EXERCISE OBJECTIVE:
Format everything from the line containing "For the evaluation set, tag every instance of the white front" down to the end of the listing as a Markdown table. Use the columns Row and Line, number each line, and leave out blank lines.

STORED ROWS:
───
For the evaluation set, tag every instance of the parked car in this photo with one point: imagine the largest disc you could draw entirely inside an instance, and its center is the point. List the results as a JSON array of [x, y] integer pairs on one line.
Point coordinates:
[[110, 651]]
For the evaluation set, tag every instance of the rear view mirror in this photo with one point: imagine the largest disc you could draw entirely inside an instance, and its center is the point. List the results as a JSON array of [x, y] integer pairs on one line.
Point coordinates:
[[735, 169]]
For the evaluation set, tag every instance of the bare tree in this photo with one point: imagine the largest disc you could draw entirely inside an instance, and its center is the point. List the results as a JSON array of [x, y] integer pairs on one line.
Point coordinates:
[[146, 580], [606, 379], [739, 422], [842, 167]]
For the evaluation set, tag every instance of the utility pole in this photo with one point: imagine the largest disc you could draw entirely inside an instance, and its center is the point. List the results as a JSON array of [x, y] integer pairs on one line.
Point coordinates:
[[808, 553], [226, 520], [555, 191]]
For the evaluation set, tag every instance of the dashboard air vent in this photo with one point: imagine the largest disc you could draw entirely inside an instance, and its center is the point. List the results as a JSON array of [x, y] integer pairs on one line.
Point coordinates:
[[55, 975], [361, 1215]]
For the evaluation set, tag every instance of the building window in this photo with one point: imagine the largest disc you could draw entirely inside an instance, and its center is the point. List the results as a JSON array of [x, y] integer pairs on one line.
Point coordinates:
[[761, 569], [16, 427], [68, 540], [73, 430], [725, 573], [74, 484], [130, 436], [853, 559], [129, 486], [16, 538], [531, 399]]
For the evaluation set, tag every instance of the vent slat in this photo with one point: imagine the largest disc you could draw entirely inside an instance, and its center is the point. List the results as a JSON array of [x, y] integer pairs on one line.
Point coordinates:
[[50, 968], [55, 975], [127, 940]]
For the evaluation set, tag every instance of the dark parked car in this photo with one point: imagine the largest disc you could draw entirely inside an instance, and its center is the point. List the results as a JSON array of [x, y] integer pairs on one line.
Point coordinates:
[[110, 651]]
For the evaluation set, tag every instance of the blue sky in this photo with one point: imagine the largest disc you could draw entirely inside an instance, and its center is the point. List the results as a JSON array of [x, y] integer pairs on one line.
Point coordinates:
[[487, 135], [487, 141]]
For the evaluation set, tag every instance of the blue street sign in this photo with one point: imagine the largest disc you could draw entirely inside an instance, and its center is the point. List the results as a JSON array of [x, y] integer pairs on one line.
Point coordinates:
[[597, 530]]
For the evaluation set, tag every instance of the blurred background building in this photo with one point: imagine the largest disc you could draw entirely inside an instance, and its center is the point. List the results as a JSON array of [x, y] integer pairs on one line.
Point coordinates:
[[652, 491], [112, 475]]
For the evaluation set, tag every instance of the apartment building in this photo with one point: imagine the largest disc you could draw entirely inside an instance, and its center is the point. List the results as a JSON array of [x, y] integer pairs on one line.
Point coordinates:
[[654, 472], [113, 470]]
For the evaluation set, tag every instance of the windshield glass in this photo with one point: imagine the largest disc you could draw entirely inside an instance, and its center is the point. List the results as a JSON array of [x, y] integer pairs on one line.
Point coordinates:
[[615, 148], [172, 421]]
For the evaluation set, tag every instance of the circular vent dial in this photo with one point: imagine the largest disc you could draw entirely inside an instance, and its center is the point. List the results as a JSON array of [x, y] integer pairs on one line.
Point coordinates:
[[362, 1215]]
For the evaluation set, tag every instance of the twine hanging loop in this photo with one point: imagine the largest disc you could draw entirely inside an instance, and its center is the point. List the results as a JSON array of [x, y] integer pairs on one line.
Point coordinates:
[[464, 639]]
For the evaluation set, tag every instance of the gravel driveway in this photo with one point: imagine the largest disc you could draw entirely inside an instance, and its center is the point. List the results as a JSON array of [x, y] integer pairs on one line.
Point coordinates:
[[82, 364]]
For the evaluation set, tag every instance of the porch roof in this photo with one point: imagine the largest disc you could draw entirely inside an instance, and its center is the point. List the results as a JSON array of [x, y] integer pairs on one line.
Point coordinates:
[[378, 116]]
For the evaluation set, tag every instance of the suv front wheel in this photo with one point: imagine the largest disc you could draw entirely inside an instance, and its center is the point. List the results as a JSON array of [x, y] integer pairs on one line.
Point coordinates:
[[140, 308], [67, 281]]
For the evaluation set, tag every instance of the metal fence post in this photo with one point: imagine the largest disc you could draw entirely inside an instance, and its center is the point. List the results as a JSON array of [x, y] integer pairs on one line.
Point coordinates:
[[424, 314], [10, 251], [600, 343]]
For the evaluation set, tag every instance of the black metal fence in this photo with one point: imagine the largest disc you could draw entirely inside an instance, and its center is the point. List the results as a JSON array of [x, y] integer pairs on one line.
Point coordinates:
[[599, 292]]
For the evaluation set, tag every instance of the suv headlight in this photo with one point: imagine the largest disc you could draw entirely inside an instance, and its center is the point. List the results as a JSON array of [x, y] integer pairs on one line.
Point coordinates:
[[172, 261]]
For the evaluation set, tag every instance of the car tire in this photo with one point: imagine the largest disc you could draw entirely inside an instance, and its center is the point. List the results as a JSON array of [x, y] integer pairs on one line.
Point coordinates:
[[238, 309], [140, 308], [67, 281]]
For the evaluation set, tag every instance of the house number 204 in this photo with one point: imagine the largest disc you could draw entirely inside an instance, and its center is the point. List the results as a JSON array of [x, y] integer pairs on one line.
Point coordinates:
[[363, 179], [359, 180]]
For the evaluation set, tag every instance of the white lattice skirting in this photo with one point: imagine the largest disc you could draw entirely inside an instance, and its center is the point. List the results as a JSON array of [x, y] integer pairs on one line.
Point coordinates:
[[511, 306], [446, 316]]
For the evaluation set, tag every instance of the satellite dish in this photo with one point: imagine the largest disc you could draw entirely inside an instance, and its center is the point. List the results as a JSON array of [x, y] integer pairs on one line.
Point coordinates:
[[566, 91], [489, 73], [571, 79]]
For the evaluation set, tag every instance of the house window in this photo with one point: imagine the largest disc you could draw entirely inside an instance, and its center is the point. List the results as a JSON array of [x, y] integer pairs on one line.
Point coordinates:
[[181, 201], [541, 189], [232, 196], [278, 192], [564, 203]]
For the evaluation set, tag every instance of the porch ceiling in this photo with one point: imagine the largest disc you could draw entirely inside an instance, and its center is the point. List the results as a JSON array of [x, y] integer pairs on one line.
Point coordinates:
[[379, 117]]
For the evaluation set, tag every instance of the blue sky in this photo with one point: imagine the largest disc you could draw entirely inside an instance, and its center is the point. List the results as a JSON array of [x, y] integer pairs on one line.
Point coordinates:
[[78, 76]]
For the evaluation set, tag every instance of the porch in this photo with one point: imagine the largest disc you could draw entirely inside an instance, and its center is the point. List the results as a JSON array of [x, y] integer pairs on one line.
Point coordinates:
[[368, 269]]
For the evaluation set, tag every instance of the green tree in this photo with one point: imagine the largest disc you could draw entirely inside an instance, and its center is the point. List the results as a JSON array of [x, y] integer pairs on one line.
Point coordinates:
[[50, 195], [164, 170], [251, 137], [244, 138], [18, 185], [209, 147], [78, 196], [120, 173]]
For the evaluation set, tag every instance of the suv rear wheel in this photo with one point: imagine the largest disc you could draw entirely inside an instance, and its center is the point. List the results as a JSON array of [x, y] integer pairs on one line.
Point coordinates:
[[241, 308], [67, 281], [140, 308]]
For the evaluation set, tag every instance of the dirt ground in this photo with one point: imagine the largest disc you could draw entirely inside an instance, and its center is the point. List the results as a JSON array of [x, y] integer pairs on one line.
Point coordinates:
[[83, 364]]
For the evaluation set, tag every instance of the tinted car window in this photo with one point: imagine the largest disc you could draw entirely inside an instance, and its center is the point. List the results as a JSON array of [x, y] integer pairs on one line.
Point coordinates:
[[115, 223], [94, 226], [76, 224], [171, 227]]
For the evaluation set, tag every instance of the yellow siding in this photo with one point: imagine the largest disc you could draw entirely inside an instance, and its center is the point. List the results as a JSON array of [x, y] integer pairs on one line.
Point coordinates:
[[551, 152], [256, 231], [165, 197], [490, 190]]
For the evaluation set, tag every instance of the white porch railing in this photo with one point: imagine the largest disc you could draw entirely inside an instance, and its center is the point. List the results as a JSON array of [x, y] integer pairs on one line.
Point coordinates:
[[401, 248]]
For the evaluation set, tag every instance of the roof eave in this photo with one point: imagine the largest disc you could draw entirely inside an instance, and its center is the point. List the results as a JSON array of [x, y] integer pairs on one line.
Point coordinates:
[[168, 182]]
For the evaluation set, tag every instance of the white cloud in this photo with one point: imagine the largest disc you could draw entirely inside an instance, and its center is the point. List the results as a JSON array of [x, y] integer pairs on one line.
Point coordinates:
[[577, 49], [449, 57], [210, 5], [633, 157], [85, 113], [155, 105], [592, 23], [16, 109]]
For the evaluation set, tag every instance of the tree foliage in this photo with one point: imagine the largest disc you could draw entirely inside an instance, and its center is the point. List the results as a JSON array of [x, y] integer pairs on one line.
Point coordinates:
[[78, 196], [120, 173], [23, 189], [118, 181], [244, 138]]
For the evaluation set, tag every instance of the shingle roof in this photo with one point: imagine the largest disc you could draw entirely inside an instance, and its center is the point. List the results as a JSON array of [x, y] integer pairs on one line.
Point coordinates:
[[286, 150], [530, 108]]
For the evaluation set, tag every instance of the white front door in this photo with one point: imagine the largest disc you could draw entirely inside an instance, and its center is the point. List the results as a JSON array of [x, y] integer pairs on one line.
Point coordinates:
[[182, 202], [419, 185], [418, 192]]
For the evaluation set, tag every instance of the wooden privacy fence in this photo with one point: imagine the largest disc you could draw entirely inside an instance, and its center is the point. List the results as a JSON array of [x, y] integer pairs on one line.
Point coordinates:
───
RESPONSE:
| Row | Line |
|---|---|
| 1 | For the evaluation set, tag every instance of the white front door in this photo with one point: imagine the largest disc you could draw entirely inside an instance, and its center is the point. List the results as a JSON array of [x, y] integer pairs on one line. |
| 2 | Point coordinates: |
| 3 | [[182, 202], [419, 185], [418, 192]] |
| 4 | For the evaluation set, tag every instance of the wooden privacy fence in this photo with one point: imagine the largest disc you could draw entirely inside an instance, and its center is the point. List the results as a JSON array of [x, y] integer pairs on one line. |
| 5 | Point coordinates: |